** START OF Provided entries **
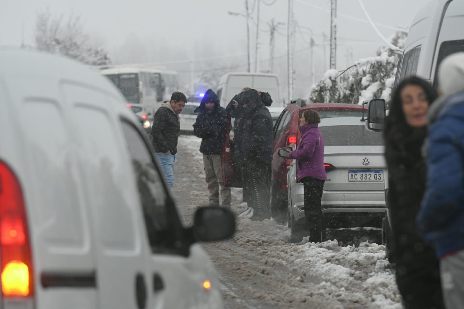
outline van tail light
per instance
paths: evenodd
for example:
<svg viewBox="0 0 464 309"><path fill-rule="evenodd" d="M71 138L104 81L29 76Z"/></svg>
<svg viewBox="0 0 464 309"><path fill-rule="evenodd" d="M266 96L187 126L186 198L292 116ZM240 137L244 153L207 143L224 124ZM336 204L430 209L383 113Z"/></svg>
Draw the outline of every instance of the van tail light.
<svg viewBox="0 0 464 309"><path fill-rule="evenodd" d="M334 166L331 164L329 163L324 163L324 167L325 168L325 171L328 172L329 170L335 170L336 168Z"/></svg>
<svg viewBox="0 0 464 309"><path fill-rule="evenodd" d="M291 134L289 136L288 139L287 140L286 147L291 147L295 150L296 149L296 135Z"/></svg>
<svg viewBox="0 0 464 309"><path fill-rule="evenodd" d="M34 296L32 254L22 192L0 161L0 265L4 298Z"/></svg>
** END OF Provided entries **
** START OF Provided entries **
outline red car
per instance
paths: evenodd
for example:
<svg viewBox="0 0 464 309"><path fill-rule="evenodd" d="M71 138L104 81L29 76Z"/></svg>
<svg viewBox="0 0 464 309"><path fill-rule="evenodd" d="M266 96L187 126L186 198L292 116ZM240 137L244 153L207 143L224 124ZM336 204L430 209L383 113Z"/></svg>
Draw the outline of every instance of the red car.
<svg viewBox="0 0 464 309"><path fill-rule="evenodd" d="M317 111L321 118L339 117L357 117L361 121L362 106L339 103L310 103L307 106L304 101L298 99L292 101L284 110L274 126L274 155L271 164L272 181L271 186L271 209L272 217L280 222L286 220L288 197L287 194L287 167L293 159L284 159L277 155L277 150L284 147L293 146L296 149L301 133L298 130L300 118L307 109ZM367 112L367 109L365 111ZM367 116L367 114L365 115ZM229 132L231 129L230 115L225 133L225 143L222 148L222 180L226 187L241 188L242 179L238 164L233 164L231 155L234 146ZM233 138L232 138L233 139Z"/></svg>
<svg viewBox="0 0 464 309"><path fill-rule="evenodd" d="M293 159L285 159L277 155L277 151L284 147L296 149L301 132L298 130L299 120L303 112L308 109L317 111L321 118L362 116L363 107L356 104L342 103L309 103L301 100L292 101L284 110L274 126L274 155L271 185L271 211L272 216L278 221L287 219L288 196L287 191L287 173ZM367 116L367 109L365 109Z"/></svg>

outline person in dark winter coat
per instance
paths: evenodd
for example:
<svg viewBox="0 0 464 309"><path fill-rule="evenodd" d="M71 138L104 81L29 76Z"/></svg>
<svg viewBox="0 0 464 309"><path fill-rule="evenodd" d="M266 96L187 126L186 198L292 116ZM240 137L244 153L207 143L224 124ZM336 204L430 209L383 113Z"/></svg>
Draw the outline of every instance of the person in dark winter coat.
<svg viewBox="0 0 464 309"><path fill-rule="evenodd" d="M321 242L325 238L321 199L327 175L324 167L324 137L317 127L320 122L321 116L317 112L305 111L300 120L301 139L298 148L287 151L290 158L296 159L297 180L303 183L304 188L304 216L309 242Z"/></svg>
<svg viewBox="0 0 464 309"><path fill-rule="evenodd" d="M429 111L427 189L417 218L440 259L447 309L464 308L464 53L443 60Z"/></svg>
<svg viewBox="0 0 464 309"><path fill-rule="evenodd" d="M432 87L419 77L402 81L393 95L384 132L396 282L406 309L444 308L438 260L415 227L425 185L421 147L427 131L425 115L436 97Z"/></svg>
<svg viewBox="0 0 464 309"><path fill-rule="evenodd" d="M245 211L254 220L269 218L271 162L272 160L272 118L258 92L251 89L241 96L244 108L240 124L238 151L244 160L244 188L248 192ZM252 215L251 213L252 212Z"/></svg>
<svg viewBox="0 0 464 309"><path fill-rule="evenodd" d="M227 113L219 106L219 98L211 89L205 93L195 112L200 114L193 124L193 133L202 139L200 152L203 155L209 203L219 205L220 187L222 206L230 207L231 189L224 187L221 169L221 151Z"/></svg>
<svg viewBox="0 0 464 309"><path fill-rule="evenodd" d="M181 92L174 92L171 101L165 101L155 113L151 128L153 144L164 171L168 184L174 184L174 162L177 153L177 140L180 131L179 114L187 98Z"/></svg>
** END OF Provided entries **
** START OF Provided entries **
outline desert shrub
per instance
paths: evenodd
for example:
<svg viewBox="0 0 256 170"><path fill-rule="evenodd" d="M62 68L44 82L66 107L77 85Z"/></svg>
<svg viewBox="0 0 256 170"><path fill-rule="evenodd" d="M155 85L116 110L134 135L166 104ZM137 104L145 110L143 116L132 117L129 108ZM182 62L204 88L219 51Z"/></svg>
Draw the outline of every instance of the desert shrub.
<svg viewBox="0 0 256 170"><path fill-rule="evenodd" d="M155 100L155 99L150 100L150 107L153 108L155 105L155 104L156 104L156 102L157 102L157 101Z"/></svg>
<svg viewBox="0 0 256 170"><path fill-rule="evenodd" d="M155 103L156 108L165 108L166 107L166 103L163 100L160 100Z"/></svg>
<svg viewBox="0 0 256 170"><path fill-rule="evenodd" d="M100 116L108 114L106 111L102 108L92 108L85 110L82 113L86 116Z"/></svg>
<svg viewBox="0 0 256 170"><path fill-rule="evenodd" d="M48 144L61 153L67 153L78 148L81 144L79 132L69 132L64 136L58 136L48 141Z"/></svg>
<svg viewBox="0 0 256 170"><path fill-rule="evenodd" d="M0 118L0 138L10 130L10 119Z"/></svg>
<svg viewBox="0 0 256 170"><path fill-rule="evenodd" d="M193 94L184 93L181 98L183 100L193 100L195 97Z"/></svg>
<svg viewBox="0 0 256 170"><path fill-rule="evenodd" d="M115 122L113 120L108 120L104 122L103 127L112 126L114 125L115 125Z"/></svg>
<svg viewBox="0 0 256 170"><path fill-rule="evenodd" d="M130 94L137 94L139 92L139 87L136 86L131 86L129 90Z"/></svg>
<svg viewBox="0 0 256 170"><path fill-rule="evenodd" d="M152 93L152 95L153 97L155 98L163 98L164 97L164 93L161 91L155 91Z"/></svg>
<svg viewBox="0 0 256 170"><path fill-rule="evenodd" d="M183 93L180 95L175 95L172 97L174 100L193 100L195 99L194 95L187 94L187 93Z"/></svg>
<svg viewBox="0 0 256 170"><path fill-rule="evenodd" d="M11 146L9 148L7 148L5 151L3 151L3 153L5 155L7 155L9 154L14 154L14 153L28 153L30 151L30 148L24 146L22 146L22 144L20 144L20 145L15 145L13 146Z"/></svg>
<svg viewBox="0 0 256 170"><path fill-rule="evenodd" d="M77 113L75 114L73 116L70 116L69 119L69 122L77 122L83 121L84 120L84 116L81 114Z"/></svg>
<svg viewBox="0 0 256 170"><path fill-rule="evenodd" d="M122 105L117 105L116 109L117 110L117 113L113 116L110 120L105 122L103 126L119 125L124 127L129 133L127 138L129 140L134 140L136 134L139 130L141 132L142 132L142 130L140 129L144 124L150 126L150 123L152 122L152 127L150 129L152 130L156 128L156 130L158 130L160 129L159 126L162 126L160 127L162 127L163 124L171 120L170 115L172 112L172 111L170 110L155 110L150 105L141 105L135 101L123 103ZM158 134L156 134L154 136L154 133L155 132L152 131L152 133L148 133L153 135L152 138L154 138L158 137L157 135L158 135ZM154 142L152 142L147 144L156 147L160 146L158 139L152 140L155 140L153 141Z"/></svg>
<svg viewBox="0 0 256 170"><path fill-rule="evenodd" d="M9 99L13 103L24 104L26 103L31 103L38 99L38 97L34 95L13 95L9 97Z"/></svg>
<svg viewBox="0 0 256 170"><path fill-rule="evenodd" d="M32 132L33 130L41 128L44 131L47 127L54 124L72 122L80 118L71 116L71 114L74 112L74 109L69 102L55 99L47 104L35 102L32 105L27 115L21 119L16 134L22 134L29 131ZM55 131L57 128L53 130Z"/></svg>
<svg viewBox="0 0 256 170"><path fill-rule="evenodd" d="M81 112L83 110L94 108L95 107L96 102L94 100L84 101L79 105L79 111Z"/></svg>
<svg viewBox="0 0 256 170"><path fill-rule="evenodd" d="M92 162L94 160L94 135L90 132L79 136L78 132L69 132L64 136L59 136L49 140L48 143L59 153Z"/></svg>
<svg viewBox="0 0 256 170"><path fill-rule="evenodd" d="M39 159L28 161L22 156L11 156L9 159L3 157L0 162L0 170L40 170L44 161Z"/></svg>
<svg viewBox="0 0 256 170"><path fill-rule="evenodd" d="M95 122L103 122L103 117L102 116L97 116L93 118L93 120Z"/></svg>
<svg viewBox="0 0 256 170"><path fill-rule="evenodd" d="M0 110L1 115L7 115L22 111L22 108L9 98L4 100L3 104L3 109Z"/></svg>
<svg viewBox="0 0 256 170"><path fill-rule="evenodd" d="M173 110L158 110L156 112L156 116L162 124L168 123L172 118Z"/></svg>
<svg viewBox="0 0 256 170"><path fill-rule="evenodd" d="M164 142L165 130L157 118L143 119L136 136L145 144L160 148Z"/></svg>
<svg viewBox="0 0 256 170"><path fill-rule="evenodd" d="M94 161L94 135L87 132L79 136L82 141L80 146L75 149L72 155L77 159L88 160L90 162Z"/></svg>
** END OF Provided entries **
Return the rows unchanged, from the line containing "outline person in dark winter coat" through the line containing "211L254 220L269 218L271", with both of those lines included.

outline person in dark winter coat
per instance
paths: evenodd
for example:
<svg viewBox="0 0 464 309"><path fill-rule="evenodd" d="M71 138L104 81L29 76Z"/></svg>
<svg viewBox="0 0 464 309"><path fill-rule="evenodd" d="M266 96L187 126L186 198L292 116ZM240 137L244 153L207 143L224 124ZM336 204L430 209L383 113Z"/></svg>
Draw the outline of every instance of the person in dark winter coat.
<svg viewBox="0 0 464 309"><path fill-rule="evenodd" d="M321 242L325 238L321 199L327 175L324 167L324 137L317 127L320 122L321 116L317 112L305 111L300 120L301 139L298 148L287 151L290 158L296 159L297 180L303 183L304 188L304 216L309 242Z"/></svg>
<svg viewBox="0 0 464 309"><path fill-rule="evenodd" d="M429 111L427 189L417 218L440 259L447 309L464 308L464 53L443 60Z"/></svg>
<svg viewBox="0 0 464 309"><path fill-rule="evenodd" d="M432 87L419 77L402 81L393 95L384 132L396 282L406 309L444 308L438 260L415 227L425 185L421 147L427 131L425 115L436 97Z"/></svg>
<svg viewBox="0 0 464 309"><path fill-rule="evenodd" d="M245 211L254 220L269 218L271 162L272 160L272 118L258 92L251 89L241 96L244 108L240 124L238 151L244 160L244 188L248 192ZM252 215L251 213L252 212Z"/></svg>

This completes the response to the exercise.